> [Task data]:
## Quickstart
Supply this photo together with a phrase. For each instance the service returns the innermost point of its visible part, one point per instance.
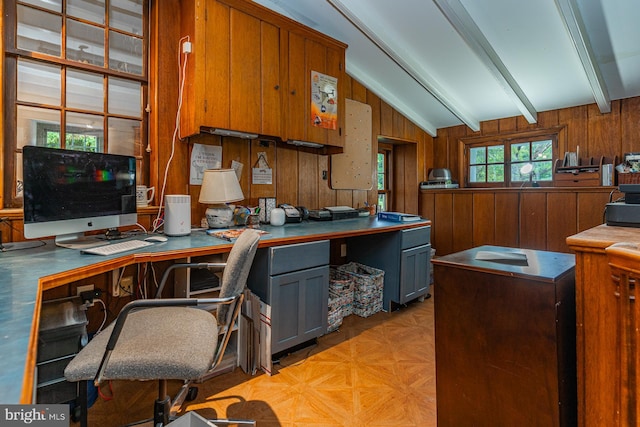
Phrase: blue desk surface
(25, 273)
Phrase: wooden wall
(597, 134)
(528, 218)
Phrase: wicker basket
(628, 178)
(341, 284)
(369, 285)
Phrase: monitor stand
(79, 241)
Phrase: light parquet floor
(375, 371)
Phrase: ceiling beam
(464, 24)
(575, 25)
(420, 76)
(418, 119)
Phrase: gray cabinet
(294, 281)
(405, 257)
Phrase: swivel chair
(163, 339)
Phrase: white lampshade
(220, 186)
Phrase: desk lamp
(219, 187)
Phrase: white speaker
(177, 215)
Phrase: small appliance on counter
(439, 178)
(333, 213)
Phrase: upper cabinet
(250, 70)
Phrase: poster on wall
(203, 157)
(324, 100)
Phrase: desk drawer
(415, 237)
(300, 256)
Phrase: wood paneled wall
(531, 218)
(597, 134)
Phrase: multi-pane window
(384, 185)
(78, 70)
(511, 162)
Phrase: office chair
(163, 339)
(624, 261)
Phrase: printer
(439, 178)
(626, 212)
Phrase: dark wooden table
(505, 339)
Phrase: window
(510, 161)
(76, 78)
(384, 173)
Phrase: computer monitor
(67, 193)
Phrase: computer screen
(67, 193)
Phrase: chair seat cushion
(155, 343)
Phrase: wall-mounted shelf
(588, 172)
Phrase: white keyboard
(116, 248)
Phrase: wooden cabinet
(598, 351)
(250, 71)
(307, 55)
(505, 339)
(405, 258)
(233, 75)
(294, 281)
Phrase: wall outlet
(85, 288)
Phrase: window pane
(495, 154)
(126, 15)
(544, 170)
(84, 132)
(381, 174)
(478, 174)
(125, 97)
(84, 90)
(89, 10)
(477, 155)
(124, 137)
(520, 152)
(542, 150)
(125, 53)
(495, 173)
(85, 43)
(516, 172)
(38, 82)
(53, 5)
(29, 126)
(39, 31)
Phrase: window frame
(557, 134)
(387, 150)
(11, 56)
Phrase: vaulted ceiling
(443, 63)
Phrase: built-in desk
(25, 274)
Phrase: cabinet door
(299, 304)
(414, 272)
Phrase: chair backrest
(236, 272)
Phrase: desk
(25, 274)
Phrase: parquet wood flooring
(375, 371)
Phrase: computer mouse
(156, 238)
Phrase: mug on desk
(142, 195)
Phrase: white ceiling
(443, 63)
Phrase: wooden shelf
(588, 172)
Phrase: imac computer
(67, 193)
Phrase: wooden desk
(25, 274)
(596, 324)
(505, 353)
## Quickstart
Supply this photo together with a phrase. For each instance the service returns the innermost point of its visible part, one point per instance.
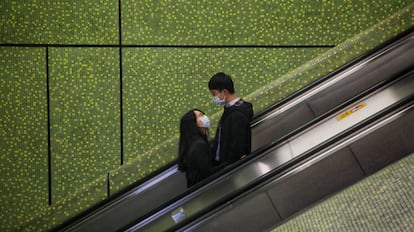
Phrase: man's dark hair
(221, 81)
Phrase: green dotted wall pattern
(105, 97)
(85, 115)
(23, 133)
(59, 22)
(257, 22)
(161, 84)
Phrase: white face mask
(205, 121)
(219, 101)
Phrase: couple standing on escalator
(198, 157)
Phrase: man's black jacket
(235, 132)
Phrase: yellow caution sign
(351, 111)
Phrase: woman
(194, 153)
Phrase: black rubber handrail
(280, 170)
(262, 151)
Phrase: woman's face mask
(219, 101)
(205, 121)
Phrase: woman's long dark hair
(189, 131)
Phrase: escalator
(349, 144)
(278, 123)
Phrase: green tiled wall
(75, 45)
(23, 133)
(59, 22)
(85, 123)
(256, 22)
(161, 84)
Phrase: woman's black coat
(197, 163)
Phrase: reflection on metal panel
(374, 104)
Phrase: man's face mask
(205, 121)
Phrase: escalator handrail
(233, 168)
(172, 165)
(293, 164)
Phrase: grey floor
(383, 201)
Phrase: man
(233, 135)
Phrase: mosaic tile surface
(23, 133)
(59, 22)
(251, 22)
(84, 116)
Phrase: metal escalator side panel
(330, 171)
(231, 183)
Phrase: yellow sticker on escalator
(351, 111)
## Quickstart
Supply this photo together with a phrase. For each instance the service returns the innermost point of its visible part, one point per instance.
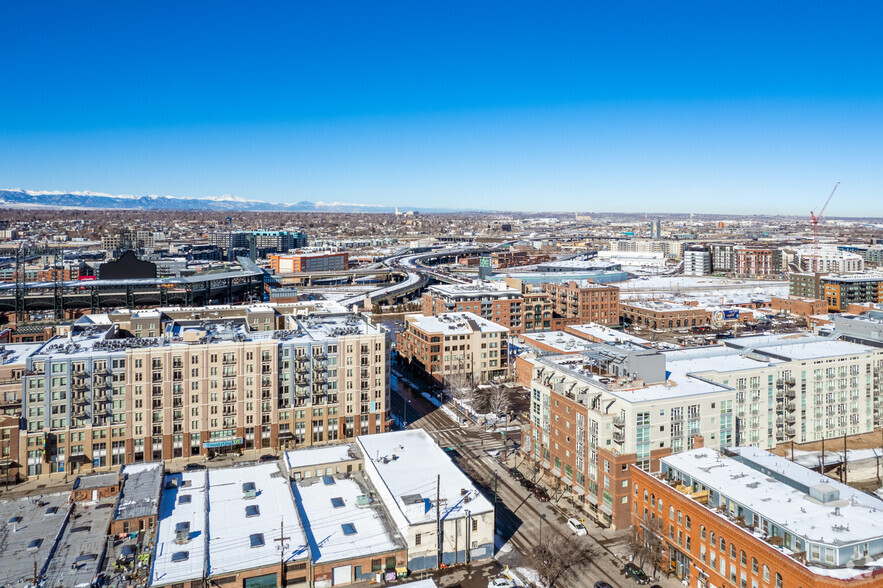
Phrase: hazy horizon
(739, 109)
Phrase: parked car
(577, 527)
(636, 573)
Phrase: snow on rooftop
(833, 523)
(606, 334)
(318, 456)
(559, 340)
(17, 352)
(240, 539)
(183, 503)
(326, 509)
(817, 349)
(455, 323)
(404, 466)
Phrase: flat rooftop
(239, 539)
(455, 323)
(558, 340)
(605, 334)
(342, 521)
(140, 490)
(13, 353)
(184, 502)
(315, 456)
(476, 290)
(838, 522)
(404, 467)
(28, 533)
(82, 546)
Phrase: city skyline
(497, 107)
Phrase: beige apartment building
(262, 377)
(454, 344)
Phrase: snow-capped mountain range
(18, 198)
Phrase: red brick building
(587, 302)
(698, 533)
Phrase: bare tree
(556, 555)
(646, 546)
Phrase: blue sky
(750, 108)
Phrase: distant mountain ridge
(18, 198)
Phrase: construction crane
(815, 228)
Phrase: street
(519, 512)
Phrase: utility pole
(438, 540)
(281, 540)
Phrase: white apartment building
(625, 404)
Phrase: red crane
(815, 228)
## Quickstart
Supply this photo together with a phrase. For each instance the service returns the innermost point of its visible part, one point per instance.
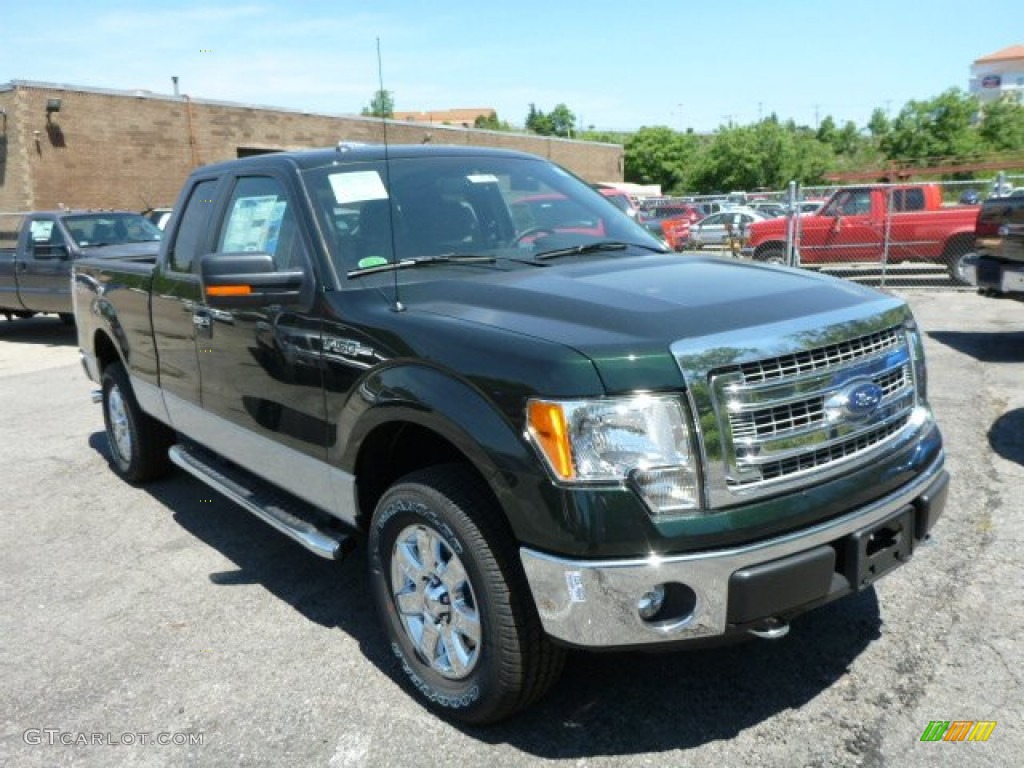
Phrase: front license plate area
(873, 552)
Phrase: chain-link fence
(906, 233)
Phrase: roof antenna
(398, 306)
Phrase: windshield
(506, 208)
(111, 228)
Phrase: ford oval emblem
(856, 400)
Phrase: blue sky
(619, 66)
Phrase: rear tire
(772, 255)
(137, 442)
(953, 255)
(449, 588)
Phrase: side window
(908, 200)
(193, 226)
(260, 218)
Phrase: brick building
(90, 147)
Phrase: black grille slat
(815, 359)
(804, 381)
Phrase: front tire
(137, 442)
(456, 606)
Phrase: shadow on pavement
(44, 329)
(1007, 435)
(605, 704)
(987, 347)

> [Exercise description]:
Reproduce every line above word for word; no images.

> [Exercise result]:
## Quickstart
Supply this photo together with a phrase. For each instance the service returns the innermost point of its visible part, one point per instance.
Phrase: blue desk surface
(25, 273)
Phrase: wooden wall
(597, 134)
(528, 218)
Phrase: wicker basket
(628, 178)
(341, 284)
(369, 285)
Phrase: monitor stand
(79, 241)
Phrase: light parquet floor
(375, 371)
Phrase: ceiling beam
(464, 24)
(575, 25)
(420, 76)
(418, 119)
Phrase: gray cabinet
(294, 281)
(405, 257)
Phrase: swivel chair
(163, 339)
Phrase: white lampshade
(220, 186)
Phrase: desk lamp
(219, 187)
Phrase: white speaker
(177, 215)
Phrase: small appliance on counter
(439, 178)
(333, 213)
Phrase: upper cabinet
(250, 70)
Phrase: poster on wall
(203, 157)
(324, 100)
Phrase: desk drawer
(415, 237)
(300, 256)
Phrase: wood paneled wall
(531, 218)
(597, 134)
Phrase: multi-pane window
(384, 185)
(78, 70)
(511, 162)
Phrase: office chair
(163, 339)
(624, 261)
Phrase: printer
(439, 178)
(626, 212)
Phrase: dark wooden table
(505, 339)
Phrase: window
(510, 161)
(76, 78)
(384, 173)
Phrase: computer monitor
(67, 193)
Phrase: computer screen
(67, 193)
Phrase: chair seat cushion
(155, 343)
Phrase: wall-mounted shelf
(588, 172)
Phrase: white keyboard
(116, 248)
Phrase: wooden cabinet
(598, 351)
(250, 71)
(307, 55)
(505, 339)
(405, 258)
(233, 75)
(294, 281)
Phrase: wall outlet
(85, 288)
Phrase: window pane
(495, 154)
(126, 15)
(544, 170)
(84, 132)
(381, 174)
(478, 174)
(125, 97)
(84, 90)
(89, 10)
(477, 155)
(124, 137)
(520, 152)
(542, 150)
(125, 53)
(495, 173)
(85, 43)
(516, 172)
(38, 82)
(53, 5)
(29, 126)
(39, 31)
Phrase: window frame
(557, 134)
(387, 150)
(11, 56)
Phrase: vaulted ceiling
(443, 63)
Phrase: built-in desk
(25, 274)
Phrase: cabinet door
(299, 304)
(414, 272)
Phrase: chair backrest
(236, 272)
Phrase: desk
(25, 274)
Phrase: parquet wood flooring
(375, 371)
Phrase: computer mouse
(156, 238)
Phrase: mug on desk
(142, 195)
Phrase: white ceiling
(443, 63)
Phrase: wooden shelf
(588, 172)
Phrase: imac computer
(67, 193)
Phrase: wooden desk
(25, 274)
(596, 324)
(505, 353)
## Quickstart
Supply this photo together with a phrase. For each instance the service returns the innermost point of its visible part, one point per instance.
Phrase: man's dark hair
(221, 81)
Phrase: green dotted wall pattern
(105, 97)
(85, 115)
(23, 133)
(59, 22)
(257, 22)
(161, 84)
Phrase: white face mask
(205, 121)
(219, 101)
Phrase: couple standing on escalator
(198, 157)
Phrase: man's black jacket
(235, 132)
Phrase: yellow caution sign
(351, 111)
Phrase: woman
(194, 153)
Phrase: black rubber handrail
(280, 170)
(262, 151)
Phrase: woman's face mask
(219, 101)
(205, 121)
Phrase: woman's long dark hair
(189, 131)
Phrase: escalator
(349, 144)
(278, 123)
Phrase: green tiled wall
(75, 45)
(23, 133)
(59, 22)
(85, 123)
(256, 22)
(161, 84)
Phrase: woman's black coat
(197, 163)
Phrase: reflection on metal panel
(374, 104)
Phrase: man's face mask
(205, 121)
Phrase: escalator handrail
(233, 168)
(172, 165)
(293, 164)
Phrase: grey floor
(383, 201)
Phrase: man
(233, 135)
Phrase: mosaic tile surface
(23, 133)
(59, 22)
(251, 22)
(84, 116)
Phrase: metal escalator side panel
(330, 171)
(231, 183)
Phrase: yellow sticker on escalator
(351, 111)
## Quickstart
Supply this photo together with a phrase. For each instance the service returns the innermost point of its visible part, one point per instance.
Phrase: hazy horizon
(739, 109)
Phrase: parked car
(577, 527)
(636, 573)
Phrase: snow on rooftop
(833, 523)
(606, 334)
(318, 456)
(559, 340)
(17, 352)
(240, 539)
(183, 503)
(326, 509)
(817, 349)
(455, 323)
(404, 466)
Phrase: flat rooftop
(239, 539)
(455, 323)
(558, 340)
(605, 334)
(342, 521)
(140, 490)
(13, 353)
(184, 502)
(315, 456)
(476, 290)
(838, 522)
(404, 467)
(28, 533)
(82, 546)
Phrase: city skyline
(497, 107)
Phrase: beige apartment building
(262, 377)
(454, 344)
Phrase: snow-capped mountain range
(18, 198)
Phrase: red brick building
(587, 302)
(698, 533)
Phrase: bare tree
(556, 555)
(646, 546)
Phrase: blue sky
(750, 108)
Phrase: distant mountain ridge
(18, 198)
Phrase: construction crane
(815, 228)
Phrase: street
(519, 512)
Phrase: utility pole
(438, 540)
(281, 540)
Phrase: white apartment building
(625, 404)
Phrase: red crane
(815, 228)
## Quickstart
Supply this photo together with a phrase. For each instance the service returns the innermost point of its visible part, one point per instance.
Phrase: front license plate area
(873, 552)
Phrase: chain-link fence
(906, 233)
Phrase: roof antenna
(398, 306)
Phrase: windshield
(506, 208)
(111, 228)
Phrase: ford oval emblem
(856, 400)
Phrase: blue sky
(619, 66)
Phrase: rear tire
(772, 255)
(137, 442)
(953, 255)
(449, 588)
Phrase: side window
(908, 200)
(193, 226)
(260, 218)
Phrase: brick building
(90, 147)
Phrase: black grille slat
(815, 359)
(804, 381)
Phrase: front tire
(137, 442)
(456, 606)
Phrase: shadow on pavement
(44, 329)
(1007, 435)
(605, 704)
(987, 347)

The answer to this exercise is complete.